WHAT IS BEING ASKED -> From the text on pothole-related breakdowns, copy verbatim the stretch that opens with the words "Councils also reported" and closes with "be forming faster.".

TEXT EXCERPT ->
The RAC has released its latest pothole index data. That is, the number of breakdowns it attributes to pothole related problems such as damaged shock absorbers, broken suspension springs or distorted wheels.
It’s been a bumper second quarter for 2023 with 8,170 pothole-related breakdowns from April to June. That’s the highest second quarter since 2018 when there were 8,859 breakdowns.
Looking at the picture for the 12 months to June 2023 however, the story is slightly different. Over this period, there were 27,246 pothole related breakdowns, lower than either 2018 or 2021 which both had over 30,000.
There are, of course, a variety of factors that could influence breakdowns due to potholes – and related statistics. Bad winter weather – either freezing spells or high intensity rainfall – can speed up the formation of potholes. Stretched household budgets mean that people may not be replacing older cars as soon as they might have done in the past. Although car sales have been increasing for the past 10 months, volumes still remain lower than they were pre-Covid in 2019, according to the Society of Motor Manufacturers and Traders (SMMT).
Maintenance and spending on road repairs is clearly an important factor too. Data provided to the RAC through a Freedom of Information request from 172 of the UK’s 208 councils with responsibility for roads shows that routine spending on maintenance was up by 17% and spending on planned resurfacing was up 9% in 2021/22 compared to 2018/19. The caveat is that these are absolute values, so materials price inflation could have wiped out those rises.
Councils also reported a 33% fall in payouts for damage to roads over that period. The RAC points out that this could be good news, or it could be bad news. Since councils aren’t obliged to pay out for pothole damage if they aren’t aware of it, the fall could mean that people aren’t reporting potholes as frequently as they were, or they could be forming faster.
In a press release from the RAC, its head of roads policy Nicholas Lyes says: “While spending on our local roads appears to be heading in the right direction, councils are facing a toxic combination of higher material costs, higher contractor and labour costs and a cold and wet recent winter. It may well be the case that even with more money being spent on the roads, much of this will be getting eaten up by inflationary pressures. All of this adds weight to the argument that councils should invest more in innovative machinery that can fix potholes as quickly and permanently as possible.”

RECORDED DATA ->
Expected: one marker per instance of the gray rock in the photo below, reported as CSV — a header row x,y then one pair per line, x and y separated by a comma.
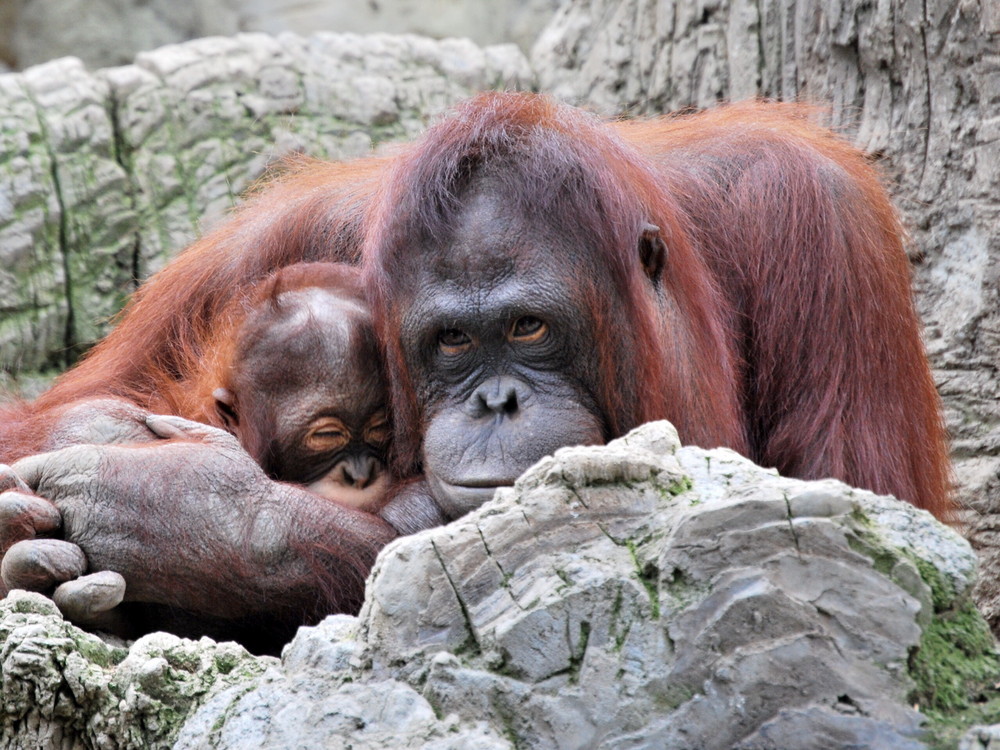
x,y
105,176
635,595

RESPONSE ->
Councils also reported a 33% fall in payouts for damage to roads over that period. The RAC points out that this could be good news, or it could be bad news. Since councils aren’t obliged to pay out for pothole damage if they aren’t aware of it, the fall could mean that people aren’t reporting potholes as frequently as they were, or they could be forming faster.